__Exercise description__. Write the records out once more. Leave each line exactly as given.

(Stored data entries)
- - - - - - -

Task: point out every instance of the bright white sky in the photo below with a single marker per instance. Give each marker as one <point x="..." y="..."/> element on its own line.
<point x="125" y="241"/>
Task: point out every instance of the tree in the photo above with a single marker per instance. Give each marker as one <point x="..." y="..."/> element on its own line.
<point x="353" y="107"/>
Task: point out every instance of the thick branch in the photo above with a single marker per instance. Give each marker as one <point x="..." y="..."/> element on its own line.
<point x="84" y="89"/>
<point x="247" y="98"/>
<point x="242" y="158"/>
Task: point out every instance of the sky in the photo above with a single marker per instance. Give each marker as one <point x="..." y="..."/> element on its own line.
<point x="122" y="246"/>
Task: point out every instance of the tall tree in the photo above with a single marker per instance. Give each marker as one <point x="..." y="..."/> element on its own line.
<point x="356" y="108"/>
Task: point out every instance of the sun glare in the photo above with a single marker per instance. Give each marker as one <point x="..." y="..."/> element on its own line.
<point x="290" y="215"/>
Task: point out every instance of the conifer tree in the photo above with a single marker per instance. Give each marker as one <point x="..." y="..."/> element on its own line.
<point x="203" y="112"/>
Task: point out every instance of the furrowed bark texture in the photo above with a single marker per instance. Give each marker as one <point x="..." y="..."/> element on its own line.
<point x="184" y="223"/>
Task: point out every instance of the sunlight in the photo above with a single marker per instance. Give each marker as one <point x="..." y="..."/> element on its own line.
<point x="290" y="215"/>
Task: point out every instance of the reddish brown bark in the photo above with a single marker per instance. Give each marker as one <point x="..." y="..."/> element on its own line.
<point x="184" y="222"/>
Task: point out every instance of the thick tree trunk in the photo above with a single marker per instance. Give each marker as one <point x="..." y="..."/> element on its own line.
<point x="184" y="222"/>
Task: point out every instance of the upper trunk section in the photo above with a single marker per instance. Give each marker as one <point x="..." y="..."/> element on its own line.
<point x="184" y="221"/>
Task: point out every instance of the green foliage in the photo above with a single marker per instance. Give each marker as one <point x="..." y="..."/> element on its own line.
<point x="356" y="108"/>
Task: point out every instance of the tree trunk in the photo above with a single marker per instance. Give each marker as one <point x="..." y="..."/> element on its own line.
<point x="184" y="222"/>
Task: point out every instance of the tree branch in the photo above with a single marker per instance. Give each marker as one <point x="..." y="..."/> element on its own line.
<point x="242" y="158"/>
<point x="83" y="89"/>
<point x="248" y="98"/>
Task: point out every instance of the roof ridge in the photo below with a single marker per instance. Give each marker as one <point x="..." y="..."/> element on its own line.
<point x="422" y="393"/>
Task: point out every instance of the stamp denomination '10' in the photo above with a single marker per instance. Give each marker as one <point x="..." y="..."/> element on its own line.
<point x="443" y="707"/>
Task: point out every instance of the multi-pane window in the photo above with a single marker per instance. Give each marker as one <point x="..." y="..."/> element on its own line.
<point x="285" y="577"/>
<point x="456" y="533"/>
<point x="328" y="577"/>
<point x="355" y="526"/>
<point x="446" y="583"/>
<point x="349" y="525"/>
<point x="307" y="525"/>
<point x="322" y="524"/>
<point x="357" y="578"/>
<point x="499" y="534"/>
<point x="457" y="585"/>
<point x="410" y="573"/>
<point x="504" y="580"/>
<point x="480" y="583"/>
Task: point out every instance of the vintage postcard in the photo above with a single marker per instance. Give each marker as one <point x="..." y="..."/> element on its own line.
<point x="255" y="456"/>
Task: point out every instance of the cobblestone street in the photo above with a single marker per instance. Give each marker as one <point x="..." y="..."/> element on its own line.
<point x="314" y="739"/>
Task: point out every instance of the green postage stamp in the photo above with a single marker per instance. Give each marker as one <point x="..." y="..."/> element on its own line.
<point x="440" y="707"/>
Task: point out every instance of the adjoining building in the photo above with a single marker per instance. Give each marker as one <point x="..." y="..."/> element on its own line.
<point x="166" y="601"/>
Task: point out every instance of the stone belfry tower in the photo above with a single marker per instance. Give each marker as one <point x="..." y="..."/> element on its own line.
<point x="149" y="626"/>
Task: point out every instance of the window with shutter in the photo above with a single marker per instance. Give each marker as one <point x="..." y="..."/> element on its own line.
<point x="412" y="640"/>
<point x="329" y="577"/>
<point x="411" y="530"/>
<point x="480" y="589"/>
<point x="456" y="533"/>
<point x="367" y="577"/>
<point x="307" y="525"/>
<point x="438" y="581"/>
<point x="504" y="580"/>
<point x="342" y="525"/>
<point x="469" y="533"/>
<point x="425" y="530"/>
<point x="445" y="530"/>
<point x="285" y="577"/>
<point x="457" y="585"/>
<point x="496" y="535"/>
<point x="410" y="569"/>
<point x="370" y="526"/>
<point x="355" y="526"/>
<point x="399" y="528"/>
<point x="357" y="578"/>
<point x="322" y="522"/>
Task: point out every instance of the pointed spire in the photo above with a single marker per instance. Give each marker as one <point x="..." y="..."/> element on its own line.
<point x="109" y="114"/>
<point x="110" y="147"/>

- - - - - - -

__Task solution__.
Task: point out every instance of the bright white sky in the photo below with a single marker per instance. Give each marker as one <point x="..." y="..."/> element on its own line.
<point x="125" y="241"/>
Task: point out every instance of the tree in the photo above with a single marker per instance. Give each marker as one <point x="..." y="..."/> element on its own line.
<point x="353" y="107"/>
Task: point out every instance of the thick branch in the photo above with a single marker per instance. Give each marker as one <point x="..." y="..."/> element on its own line.
<point x="84" y="89"/>
<point x="247" y="98"/>
<point x="242" y="158"/>
Task: point out every instance of the sky in the photo above with a single marker per instance. Give each marker as one <point x="..." y="..."/> element on its own line.
<point x="122" y="246"/>
Task: point out every instance of the tall tree in the photo above with a single marker per instance. Give each marker as one <point x="..." y="..."/> element on its own line.
<point x="356" y="108"/>
Task: point out every instance of the sun glare in the photo above with a single marker per instance. Give each marker as one <point x="..." y="..."/> element on its own line.
<point x="290" y="215"/>
Task: point out every instance of the conifer tree in the photo above with a single marker per instance. Give each marker as one <point x="..." y="..."/> element on its own line.
<point x="203" y="112"/>
Task: point out every instance of the furrowed bark texture in the photo above with a single marker per instance. Give each marker as one <point x="..." y="..."/> element on its own line.
<point x="184" y="223"/>
Task: point out every instance of the sunlight in the photo above with a single marker per instance. Give each marker as one <point x="..." y="..."/> element on its own line.
<point x="290" y="215"/>
Task: point out every instance of the reddish brown bark in the photo above with a single marker per instance. Give each marker as one <point x="..." y="..."/> element on its own line.
<point x="184" y="222"/>
Task: point out every instance of the thick tree trunk in the photo above with a single marker per instance. Give each marker as one <point x="..." y="..."/> element on its own line.
<point x="184" y="222"/>
Task: point out every instance of the upper trunk section in the photo above with a single marker per instance. Give each marker as one <point x="..." y="..."/> element on its own line.
<point x="184" y="221"/>
Task: point out every instance of the green foliage in the photo above with a single marker per instance. Give each marker as one <point x="..." y="..."/> element on its own line.
<point x="356" y="108"/>
Task: point out every instance of the tree trunk in the photo above with a single marker per instance. Give each marker as one <point x="..." y="..."/> element on its own line.
<point x="184" y="222"/>
Task: point out every instance of the tree branch in the photo above with a single marker per instance. Give each marker as one <point x="..." y="..."/> element on its own line.
<point x="242" y="158"/>
<point x="83" y="89"/>
<point x="248" y="98"/>
Task: point out every instance of the roof ridge in the photo below with a single marker per instance. Give each marker as one <point x="..." y="..."/> element on its own line.
<point x="422" y="393"/>
Task: point out every instance of the stamp denomination '10' in the photo above with a single marker per instance. Give each marker as one <point x="..." y="..."/> element on its own line.
<point x="443" y="707"/>
Task: point out every instance of the multi-pane window in the photo above with a single marker per instance. Give each marker as one <point x="..." y="..."/> element on its own line.
<point x="285" y="577"/>
<point x="456" y="533"/>
<point x="328" y="577"/>
<point x="355" y="526"/>
<point x="446" y="583"/>
<point x="349" y="525"/>
<point x="307" y="525"/>
<point x="322" y="524"/>
<point x="357" y="578"/>
<point x="499" y="534"/>
<point x="457" y="585"/>
<point x="410" y="573"/>
<point x="504" y="580"/>
<point x="480" y="583"/>
Task: point out every instance of the vintage postcard in the photo above with a single marker per instance. Give each marker as one <point x="..." y="..."/> element on its own line.
<point x="255" y="456"/>
Task: point out every instance of the cobblestone street in the photo above with a single marker per instance. Give each marker as one <point x="..." y="..."/> element on its own line.
<point x="314" y="739"/>
Task: point out every instance of the green postage stamp in the photo above with a single marker per instance. Give each marker as one <point x="..." y="..."/> element on its own line.
<point x="440" y="707"/>
Task: point out every instance of the adjoining building in the photo above with a single marker per instance. Give each marker as one <point x="..." y="..."/> element on its own line.
<point x="166" y="601"/>
Task: point out every instance of the stone belfry tower in the photo above with a single marker per instance. Give each marker as one <point x="..." y="..."/> element on its own line.
<point x="149" y="626"/>
Task: point out every instance of the window with shutter in the photo above with a single marker per instance. Give each marker as one <point x="..." y="..."/> element on its own line.
<point x="412" y="640"/>
<point x="329" y="577"/>
<point x="411" y="530"/>
<point x="480" y="589"/>
<point x="456" y="533"/>
<point x="367" y="577"/>
<point x="307" y="525"/>
<point x="438" y="581"/>
<point x="504" y="580"/>
<point x="342" y="525"/>
<point x="469" y="533"/>
<point x="425" y="530"/>
<point x="445" y="530"/>
<point x="285" y="577"/>
<point x="457" y="585"/>
<point x="496" y="535"/>
<point x="410" y="569"/>
<point x="370" y="526"/>
<point x="355" y="526"/>
<point x="399" y="528"/>
<point x="357" y="578"/>
<point x="322" y="522"/>
Task: point out every instance of the pointed spire in the photo above with a single marker per instance. Give each marker as one <point x="..." y="..."/> element on its own line.
<point x="109" y="114"/>
<point x="110" y="147"/>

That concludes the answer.